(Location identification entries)
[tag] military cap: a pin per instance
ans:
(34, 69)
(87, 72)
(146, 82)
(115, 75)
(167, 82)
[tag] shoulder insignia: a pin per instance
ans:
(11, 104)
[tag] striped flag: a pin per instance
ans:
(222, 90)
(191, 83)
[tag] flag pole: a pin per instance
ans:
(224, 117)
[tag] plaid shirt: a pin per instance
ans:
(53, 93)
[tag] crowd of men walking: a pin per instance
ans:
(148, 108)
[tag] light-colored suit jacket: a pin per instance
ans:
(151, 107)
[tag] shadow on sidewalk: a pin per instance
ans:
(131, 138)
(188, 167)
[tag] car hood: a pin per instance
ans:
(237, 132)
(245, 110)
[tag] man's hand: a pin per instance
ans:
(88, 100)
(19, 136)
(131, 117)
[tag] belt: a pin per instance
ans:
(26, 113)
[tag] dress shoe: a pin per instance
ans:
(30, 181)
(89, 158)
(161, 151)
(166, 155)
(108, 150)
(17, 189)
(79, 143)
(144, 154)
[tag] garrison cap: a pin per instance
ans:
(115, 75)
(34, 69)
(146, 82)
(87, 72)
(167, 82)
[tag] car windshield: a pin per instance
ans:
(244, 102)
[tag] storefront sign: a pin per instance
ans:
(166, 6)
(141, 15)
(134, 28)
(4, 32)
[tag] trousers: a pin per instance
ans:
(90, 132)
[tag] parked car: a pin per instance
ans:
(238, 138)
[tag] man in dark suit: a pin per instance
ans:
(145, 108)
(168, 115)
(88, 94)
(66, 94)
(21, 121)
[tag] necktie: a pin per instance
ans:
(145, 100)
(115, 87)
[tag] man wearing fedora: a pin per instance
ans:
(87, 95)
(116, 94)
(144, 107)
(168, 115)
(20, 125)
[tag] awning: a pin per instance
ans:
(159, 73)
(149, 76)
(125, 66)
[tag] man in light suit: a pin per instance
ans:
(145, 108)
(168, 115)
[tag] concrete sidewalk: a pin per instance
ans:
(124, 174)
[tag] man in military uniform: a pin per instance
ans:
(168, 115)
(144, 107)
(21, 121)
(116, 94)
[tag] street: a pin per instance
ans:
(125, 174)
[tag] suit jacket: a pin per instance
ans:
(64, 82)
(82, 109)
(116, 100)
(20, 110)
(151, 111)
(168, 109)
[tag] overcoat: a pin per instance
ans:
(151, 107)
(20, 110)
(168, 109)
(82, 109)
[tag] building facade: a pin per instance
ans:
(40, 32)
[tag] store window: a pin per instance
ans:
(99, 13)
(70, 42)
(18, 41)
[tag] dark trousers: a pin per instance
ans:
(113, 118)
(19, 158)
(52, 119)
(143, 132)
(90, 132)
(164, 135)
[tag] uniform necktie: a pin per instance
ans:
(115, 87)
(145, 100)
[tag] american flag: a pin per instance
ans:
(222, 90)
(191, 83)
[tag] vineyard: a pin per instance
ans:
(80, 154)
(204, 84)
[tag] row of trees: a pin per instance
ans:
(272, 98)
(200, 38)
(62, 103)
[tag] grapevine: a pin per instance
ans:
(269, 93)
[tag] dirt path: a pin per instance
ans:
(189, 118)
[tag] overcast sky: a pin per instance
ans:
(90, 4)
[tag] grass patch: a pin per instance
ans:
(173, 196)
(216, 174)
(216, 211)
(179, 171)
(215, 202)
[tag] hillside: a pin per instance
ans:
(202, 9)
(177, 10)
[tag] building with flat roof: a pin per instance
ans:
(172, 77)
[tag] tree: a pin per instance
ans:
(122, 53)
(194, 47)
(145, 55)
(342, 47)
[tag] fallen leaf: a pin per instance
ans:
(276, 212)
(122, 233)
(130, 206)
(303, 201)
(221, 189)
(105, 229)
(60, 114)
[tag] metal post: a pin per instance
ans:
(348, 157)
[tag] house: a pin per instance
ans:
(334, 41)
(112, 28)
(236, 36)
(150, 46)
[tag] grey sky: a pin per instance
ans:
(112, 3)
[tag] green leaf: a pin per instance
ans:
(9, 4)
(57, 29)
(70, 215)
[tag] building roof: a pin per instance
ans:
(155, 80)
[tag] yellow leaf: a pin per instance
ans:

Problem details
Retype the data in full and match it exactly.

Reply
[tag] military cap: a pin per instance
ans:
(34, 69)
(87, 72)
(146, 82)
(115, 75)
(167, 82)
[tag] shoulder insignia: a pin per instance
ans:
(11, 104)
[tag] striped flag: a pin per instance
ans:
(222, 90)
(191, 83)
[tag] flag pole: a pin per instance
ans:
(224, 117)
[tag] plaid shirt: a pin per instance
ans:
(53, 93)
[tag] crowd of men walking: a pin per instance
ans:
(148, 108)
[tag] light-colored suit jacket: a pin per instance
ans:
(151, 107)
[tag] shadow on sidewalk: a pin per instance
ans:
(131, 138)
(188, 167)
[tag] car hood: a pin per instance
ans:
(237, 132)
(245, 110)
[tag] man's hand: a pin per instance
ans:
(88, 100)
(19, 136)
(131, 117)
[tag] belt: a pin per instance
ans:
(26, 113)
[tag] dress shoe: a pin per instance
ans:
(30, 181)
(89, 158)
(161, 151)
(166, 155)
(108, 150)
(17, 189)
(79, 143)
(144, 154)
[tag] garrison cap: a pin per instance
ans:
(115, 75)
(34, 69)
(146, 82)
(87, 72)
(167, 82)
[tag] car windshield: a pin per instance
ans:
(244, 102)
[tag] storefront sign: a pin per instance
ans:
(166, 6)
(141, 15)
(134, 28)
(4, 32)
[tag] trousers: a pin per instance
ans:
(90, 132)
[tag] parked car: a pin per instance
ans:
(238, 138)
[tag] man in dark suit: a pin per instance
ans:
(145, 108)
(168, 115)
(88, 94)
(66, 94)
(21, 121)
[tag] necktie: a pin per instance
ans:
(145, 100)
(115, 87)
[tag] man wearing fedora: a pin per instance
ans:
(87, 95)
(116, 94)
(144, 107)
(168, 115)
(20, 125)
[tag] awning: a pin per instance
ans:
(159, 73)
(149, 76)
(125, 66)
[tag] man in light suit: a pin per instance
ans:
(145, 108)
(168, 115)
[tag] concrete sidewalk: a pin per instance
ans:
(124, 174)
[tag] man in military uniform: a pin per instance
ans:
(168, 115)
(144, 107)
(21, 121)
(116, 94)
[tag] street: a pin per instance
ans:
(125, 174)
[tag] suit jacket: a pin per instance
ans:
(64, 82)
(82, 109)
(116, 100)
(20, 110)
(151, 111)
(168, 109)
[tag] overcoat: a pin per instance
ans:
(151, 107)
(20, 110)
(168, 109)
(82, 109)
[tag] building facade: a pin per instance
ans:
(40, 32)
[tag] store window: a pin per instance
ans:
(99, 13)
(70, 42)
(18, 41)
[tag] dark trousers: a pin per instance
ans:
(113, 118)
(19, 158)
(52, 119)
(143, 132)
(90, 132)
(164, 135)
[tag] uniform necktie: a pin per instance
ans:
(115, 87)
(145, 100)
[tag] american flag: a pin per instance
ans:
(222, 90)
(191, 83)
[tag] vineyard: a pin per instance
ans:
(80, 154)
(204, 84)
[tag] row of trees: a pin per instance
ans:
(272, 98)
(200, 38)
(62, 103)
[tag] grapevine: a pin per instance
ans:
(269, 93)
[tag] dirt path: a pin per instance
ans:
(189, 118)
[tag] overcast sky: a pin per instance
ans:
(90, 4)
[tag] grass patch: a pin per instance
ans:
(173, 196)
(216, 174)
(216, 211)
(179, 171)
(215, 202)
[tag] hillside: a pin per instance
ans:
(202, 9)
(177, 10)
[tag] building with flat roof: a pin per instance
ans:
(172, 77)
[tag] tree: a pin per instance
ans:
(122, 53)
(194, 47)
(145, 55)
(342, 47)
[tag] fallen leaf: a pin per instance
ans:
(276, 212)
(122, 233)
(130, 206)
(303, 201)
(221, 189)
(105, 229)
(60, 114)
[tag] metal post: a pin per instance
ans:
(348, 157)
[tag] house: a pin per instance
ans:
(334, 41)
(112, 28)
(236, 36)
(150, 46)
[tag] grey sky: a pin per instance
ans:
(112, 3)
[tag] green leaf: a pin per instance
ans:
(9, 4)
(57, 29)
(70, 215)
[tag] building roof: a pin per instance
ans:
(155, 80)
[tag] yellow leaf: a pin per instance
ans:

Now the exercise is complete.